## The task
Exactly reproduce each record listed below.

======== Dataset extract ========

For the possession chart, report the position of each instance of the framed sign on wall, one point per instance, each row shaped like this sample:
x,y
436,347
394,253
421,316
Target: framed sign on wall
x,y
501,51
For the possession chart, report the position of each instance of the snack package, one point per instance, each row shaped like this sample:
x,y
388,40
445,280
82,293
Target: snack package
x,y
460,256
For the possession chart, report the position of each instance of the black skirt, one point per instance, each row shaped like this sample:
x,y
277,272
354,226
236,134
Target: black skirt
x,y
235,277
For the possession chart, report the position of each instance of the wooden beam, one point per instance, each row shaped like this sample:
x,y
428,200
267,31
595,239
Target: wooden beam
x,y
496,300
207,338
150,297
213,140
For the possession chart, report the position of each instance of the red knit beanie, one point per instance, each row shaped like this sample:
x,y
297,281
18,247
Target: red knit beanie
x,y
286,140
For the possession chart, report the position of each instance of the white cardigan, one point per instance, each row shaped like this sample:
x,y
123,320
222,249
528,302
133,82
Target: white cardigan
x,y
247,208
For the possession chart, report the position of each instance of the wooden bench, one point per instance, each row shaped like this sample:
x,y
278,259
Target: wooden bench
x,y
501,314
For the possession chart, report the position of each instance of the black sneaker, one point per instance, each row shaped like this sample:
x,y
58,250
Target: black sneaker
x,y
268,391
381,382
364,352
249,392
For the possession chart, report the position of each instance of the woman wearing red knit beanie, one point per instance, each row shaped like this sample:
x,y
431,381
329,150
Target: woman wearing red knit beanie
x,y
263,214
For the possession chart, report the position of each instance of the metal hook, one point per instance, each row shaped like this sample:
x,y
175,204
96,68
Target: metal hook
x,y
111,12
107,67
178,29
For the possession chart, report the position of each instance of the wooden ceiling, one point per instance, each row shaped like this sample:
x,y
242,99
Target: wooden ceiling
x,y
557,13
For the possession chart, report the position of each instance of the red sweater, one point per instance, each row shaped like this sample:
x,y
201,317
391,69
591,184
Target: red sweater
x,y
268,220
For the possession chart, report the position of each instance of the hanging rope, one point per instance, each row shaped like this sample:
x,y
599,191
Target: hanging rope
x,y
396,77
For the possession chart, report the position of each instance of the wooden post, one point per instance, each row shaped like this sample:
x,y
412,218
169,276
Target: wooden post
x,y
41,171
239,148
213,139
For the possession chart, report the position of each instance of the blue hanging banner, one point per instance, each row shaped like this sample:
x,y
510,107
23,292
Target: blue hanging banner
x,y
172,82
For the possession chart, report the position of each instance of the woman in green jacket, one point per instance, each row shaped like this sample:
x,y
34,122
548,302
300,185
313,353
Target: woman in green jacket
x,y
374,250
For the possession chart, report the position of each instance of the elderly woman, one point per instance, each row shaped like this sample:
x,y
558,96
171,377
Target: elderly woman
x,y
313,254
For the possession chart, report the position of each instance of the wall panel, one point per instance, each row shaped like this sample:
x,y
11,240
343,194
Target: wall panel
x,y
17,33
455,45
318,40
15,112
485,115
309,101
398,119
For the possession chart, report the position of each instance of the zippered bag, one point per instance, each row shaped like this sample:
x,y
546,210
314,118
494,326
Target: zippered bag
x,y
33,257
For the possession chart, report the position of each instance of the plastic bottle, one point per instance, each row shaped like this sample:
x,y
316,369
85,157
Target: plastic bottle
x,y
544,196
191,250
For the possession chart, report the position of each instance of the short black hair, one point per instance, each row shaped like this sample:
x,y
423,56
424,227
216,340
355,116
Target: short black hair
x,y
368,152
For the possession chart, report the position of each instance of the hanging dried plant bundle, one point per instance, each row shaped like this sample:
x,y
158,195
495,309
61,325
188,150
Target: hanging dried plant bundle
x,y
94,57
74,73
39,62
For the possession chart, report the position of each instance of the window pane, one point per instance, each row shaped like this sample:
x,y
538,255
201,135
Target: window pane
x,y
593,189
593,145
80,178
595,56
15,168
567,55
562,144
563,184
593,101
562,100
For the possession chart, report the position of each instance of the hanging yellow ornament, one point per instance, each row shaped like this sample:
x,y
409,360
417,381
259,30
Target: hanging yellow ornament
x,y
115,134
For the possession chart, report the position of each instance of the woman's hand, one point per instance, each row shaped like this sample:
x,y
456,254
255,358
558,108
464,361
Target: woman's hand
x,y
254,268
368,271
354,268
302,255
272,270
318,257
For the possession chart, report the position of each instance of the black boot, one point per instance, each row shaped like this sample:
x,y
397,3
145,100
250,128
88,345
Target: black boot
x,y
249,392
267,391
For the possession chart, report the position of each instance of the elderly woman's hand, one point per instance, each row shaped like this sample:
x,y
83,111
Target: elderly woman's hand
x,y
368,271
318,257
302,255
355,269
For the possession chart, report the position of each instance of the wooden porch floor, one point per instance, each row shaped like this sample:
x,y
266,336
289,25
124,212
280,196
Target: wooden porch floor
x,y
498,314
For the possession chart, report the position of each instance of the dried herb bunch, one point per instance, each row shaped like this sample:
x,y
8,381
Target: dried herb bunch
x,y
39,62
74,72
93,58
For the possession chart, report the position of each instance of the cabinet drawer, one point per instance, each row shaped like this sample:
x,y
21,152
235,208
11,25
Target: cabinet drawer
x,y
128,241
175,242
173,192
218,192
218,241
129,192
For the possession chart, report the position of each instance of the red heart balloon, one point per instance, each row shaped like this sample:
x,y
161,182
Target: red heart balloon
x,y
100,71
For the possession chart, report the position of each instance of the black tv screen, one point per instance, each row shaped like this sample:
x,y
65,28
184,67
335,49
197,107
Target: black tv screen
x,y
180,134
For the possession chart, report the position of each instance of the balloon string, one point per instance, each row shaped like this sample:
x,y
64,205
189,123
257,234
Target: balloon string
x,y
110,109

========

## The reply
For the possession chart, report the position of each instance of the framed sign on wall, one point per instance, each row shaped like this sample:
x,y
436,347
394,253
421,316
Target: framed sign on wall
x,y
501,51
For the possession chart, report the position of each instance of the snack package, one point per instance, each row shaped like this sample:
x,y
388,40
445,280
82,293
Target: snack package
x,y
460,256
For the possession chart, report the position of each instance of the black skirt, one point per instance, each row shaped like this sample:
x,y
277,272
354,226
236,134
Target: black skirt
x,y
235,277
For the possession chart, report the position of each instance of the wooden beam, one point per instance, each row shaped like this sample:
x,y
428,200
267,31
595,239
Target: wooden beam
x,y
496,300
207,338
150,297
213,140
For the possession chart, report the position of each instance of the red knit beanie, one point per instance, each row shaped like this sample:
x,y
297,281
18,247
Target: red knit beanie
x,y
286,140
For the possession chart, report the position of each instance of the white cardigan, one point per instance, each row shaped like this sample:
x,y
123,320
222,249
528,302
133,82
Target: white cardigan
x,y
247,208
For the possession chart, report the position of each instance of the wooden bench, one point per instance, each row shaped like this sample:
x,y
278,259
Target: wooden bench
x,y
501,314
For the possession chart, report the position of each instance of the black sneaker, one point per instance, each row shaped like this sample:
x,y
58,250
Target: black sneaker
x,y
268,391
381,382
364,352
249,392
For the possession chart, report the position of each instance of the woman wearing red knit beanie, one point per instance, each row shaped like this sample:
x,y
431,381
329,150
Target: woman wearing red knit beanie
x,y
263,214
For the possession chart, report the position of each instance of the metal hook, one point per instance, each row shaped like this sample:
x,y
175,204
96,68
Target: metal hook
x,y
111,12
107,67
178,29
For the possession chart, report the position of each instance of the wooden ceiling, one point per instance, each row shaped like this sample:
x,y
242,99
Target: wooden ceiling
x,y
557,13
For the possession chart, report the position of each instance of the red sweater, one point per instance, each row shaped like this sample:
x,y
201,317
391,69
591,184
Target: red sweater
x,y
268,220
For the possession chart, report the position of each instance of the hanging rope, one point per instance, each row shaped like this sample:
x,y
599,191
Target: hanging rope
x,y
396,77
For the possession chart, report the position of each instance of the wooden post, one point per instance, each row shaped like this sample:
x,y
412,218
169,276
Target: wooden post
x,y
41,171
239,148
213,139
For the possession chart, report the position of each instance of the blue hanging banner, one point per instance, each row shaped like this sample:
x,y
510,107
23,292
Target: blue hanging banner
x,y
172,82
For the possession chart, report the position of each instance of the woman in green jacket, one point per instance, each row shaped like this sample:
x,y
34,122
548,302
300,185
313,353
Target: woman in green jacket
x,y
374,250
For the possession chart, report the position of each instance of the elderly woman, one point per instance, each row shaped like this sample:
x,y
558,96
171,377
Target: elderly woman
x,y
313,254
For the possession chart, report the position of each instance of the wall panel, one point per instance, each row shaped like this sample:
x,y
11,240
343,194
Target: wall panel
x,y
17,33
455,45
318,40
15,112
485,115
309,101
398,119
For the possession chart, report the position of each instance of the zippered bag, one point per instance, each row shaped like this sample:
x,y
546,210
314,118
494,326
Target: zippered bag
x,y
33,257
For the possession chart, report the position of each instance of the plastic bottle, one point per instance, each row shaped like this sample:
x,y
316,369
85,157
Target: plastic bottle
x,y
544,196
191,250
For the possession chart, report the position of each instance of the short black hair, one point per instance, each row shaped like this sample:
x,y
423,56
424,227
216,340
355,116
Target: short black hair
x,y
368,152
For the possession chart, report the position of each instance of the hanging dried plant bundle, one point per instance, each row shaped like this sample:
x,y
158,195
495,309
61,325
188,150
Target: hanging dried plant bundle
x,y
94,57
74,73
39,62
For the possession chart, report the position of each instance of the window pane, one point per instance, each row shaped like this sample:
x,y
538,255
201,135
Target: window pane
x,y
593,189
593,145
80,178
595,56
15,168
567,55
562,144
563,184
593,101
562,100
For the possession chart, report the position of each instance of the hanging yellow ornament, one point per instance, each row shaped like this sample:
x,y
409,360
417,381
259,30
Target: hanging yellow ornament
x,y
115,134
For the possession chart, report the position of each instance of the woman's hand, one point per instance, each row shaped like this sample:
x,y
456,254
255,358
558,108
464,361
Target: woman's hand
x,y
254,268
368,271
354,268
302,255
272,270
318,257
For the possession chart, report the position of each instance of the black boot, one point per instance, each row shaped like this sample:
x,y
397,3
145,100
250,128
88,345
Target: black boot
x,y
249,392
267,391
For the possession chart, report the position of each instance of the elderly woman's hand, one point per instance, each row shaped like this sample:
x,y
83,111
Target: elderly woman's hand
x,y
368,271
318,257
302,255
355,269
For the possession chart, report the position of each instance of the wooden porch floor, one point per instance, each row shaped like this sample:
x,y
266,336
289,25
124,212
280,196
Target: wooden porch floor
x,y
498,314
For the possession chart, report the position of each instance of the dried herb bunch, one point per instance, each row shaped like this sample:
x,y
8,381
Target: dried herb bunch
x,y
39,62
74,72
93,58
For the possession chart, report the position of each instance of the cabinet drawer, one point per instance, each row shaped like this sample:
x,y
21,152
235,208
11,25
Target: cabinet drawer
x,y
128,241
175,242
173,192
218,192
218,241
129,192
For the possession chart, report the position of each instance of the red heart balloon, one point per instance, each row shaped like this sample:
x,y
161,182
Target: red heart balloon
x,y
100,71
For the possession chart, report the position of each instance of the black tv screen, one point per instance, each row shaped like this sample:
x,y
65,28
184,67
335,49
197,107
Target: black tv screen
x,y
180,134
For the possession chart, report the position of each instance of the balloon string, one point per instance, each row shaped like this sample:
x,y
64,205
189,123
257,234
Target: balloon string
x,y
110,109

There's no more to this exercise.